_EXERCISE DETAILS_.
Beginning at the start of the records and stopping after the line that contains "32 18 243 400", write every line out again. Shift each bounding-box coordinate in the answers by -12, and leave all other text unchanged.

_INFORMATION SHOWN_.
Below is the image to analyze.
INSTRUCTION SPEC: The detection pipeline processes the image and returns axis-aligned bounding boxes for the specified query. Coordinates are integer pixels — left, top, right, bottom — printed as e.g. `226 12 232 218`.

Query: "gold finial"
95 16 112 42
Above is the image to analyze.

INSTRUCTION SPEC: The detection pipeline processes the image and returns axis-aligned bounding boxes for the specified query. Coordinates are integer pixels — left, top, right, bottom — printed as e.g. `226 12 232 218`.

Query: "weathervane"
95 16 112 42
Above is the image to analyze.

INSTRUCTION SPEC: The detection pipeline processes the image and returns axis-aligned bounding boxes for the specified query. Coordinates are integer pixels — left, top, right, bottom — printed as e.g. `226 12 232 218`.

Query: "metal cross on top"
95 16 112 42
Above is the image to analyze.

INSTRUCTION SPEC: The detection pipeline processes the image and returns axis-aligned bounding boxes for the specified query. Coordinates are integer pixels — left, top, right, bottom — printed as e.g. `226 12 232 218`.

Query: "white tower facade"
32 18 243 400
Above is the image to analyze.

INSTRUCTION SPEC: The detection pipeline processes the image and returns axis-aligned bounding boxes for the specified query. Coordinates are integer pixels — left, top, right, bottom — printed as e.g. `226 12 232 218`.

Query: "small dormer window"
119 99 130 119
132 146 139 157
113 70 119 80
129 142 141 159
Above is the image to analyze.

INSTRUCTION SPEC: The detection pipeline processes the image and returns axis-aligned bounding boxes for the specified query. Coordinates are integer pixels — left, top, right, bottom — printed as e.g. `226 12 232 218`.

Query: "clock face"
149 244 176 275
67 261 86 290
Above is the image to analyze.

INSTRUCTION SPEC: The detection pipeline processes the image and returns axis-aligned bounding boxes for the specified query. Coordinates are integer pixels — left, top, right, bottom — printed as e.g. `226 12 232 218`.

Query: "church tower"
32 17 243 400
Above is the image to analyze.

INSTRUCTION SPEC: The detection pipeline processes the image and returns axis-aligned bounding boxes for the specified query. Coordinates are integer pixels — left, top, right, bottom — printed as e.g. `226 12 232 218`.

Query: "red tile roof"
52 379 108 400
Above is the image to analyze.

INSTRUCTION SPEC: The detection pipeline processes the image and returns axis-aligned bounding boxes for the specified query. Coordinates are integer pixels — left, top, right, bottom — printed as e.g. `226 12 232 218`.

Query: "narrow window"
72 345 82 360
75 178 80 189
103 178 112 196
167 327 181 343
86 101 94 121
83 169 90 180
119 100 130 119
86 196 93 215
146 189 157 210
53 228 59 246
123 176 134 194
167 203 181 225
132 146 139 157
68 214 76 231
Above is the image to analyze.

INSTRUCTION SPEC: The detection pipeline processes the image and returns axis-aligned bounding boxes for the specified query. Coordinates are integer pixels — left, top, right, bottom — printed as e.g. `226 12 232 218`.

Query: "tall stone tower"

_RESPONSE_.
Below is the image to analyze.
INSTRUCTION SPEC: The detection pipeline processes the image and returns axis-aligned bounding boxes for the specified query. Coordinates are integer pixels — left, top, right, bottom — printed as e.g. `226 12 232 218`.

Query: "gold finial"
83 4 100 30
Above is the image to analyze.

INSTRUCTION SPEC: The detection pipeline processes the image and returns axis-aligned bounding boxes for the specified query. Coordinates are integer pixels — left, top, right, bottom — printed as e.g. `226 12 232 218`.

Query: "weathervane"
83 4 100 30
Above is the image to analyze.

INSTRUCTION SPEC: The detection pipeline processes the image and returns axis-aligned bounding boxes for the specified query. Coordinates are integer pixels — left, top, right, bottom — printed as e.g. `226 12 232 218`.

Query: "metal cross on top"
83 4 100 30
Above is the image to analyze.

INSTRUCTION SPEC: The detection pipeline processes the image and returns axis-aligned bounding boxes for the specified query. Coordinates are integer pixels — left, top, right, bottom — printed as e.g. `226 12 232 218`.

Query: "white tower facade"
20 6 231 388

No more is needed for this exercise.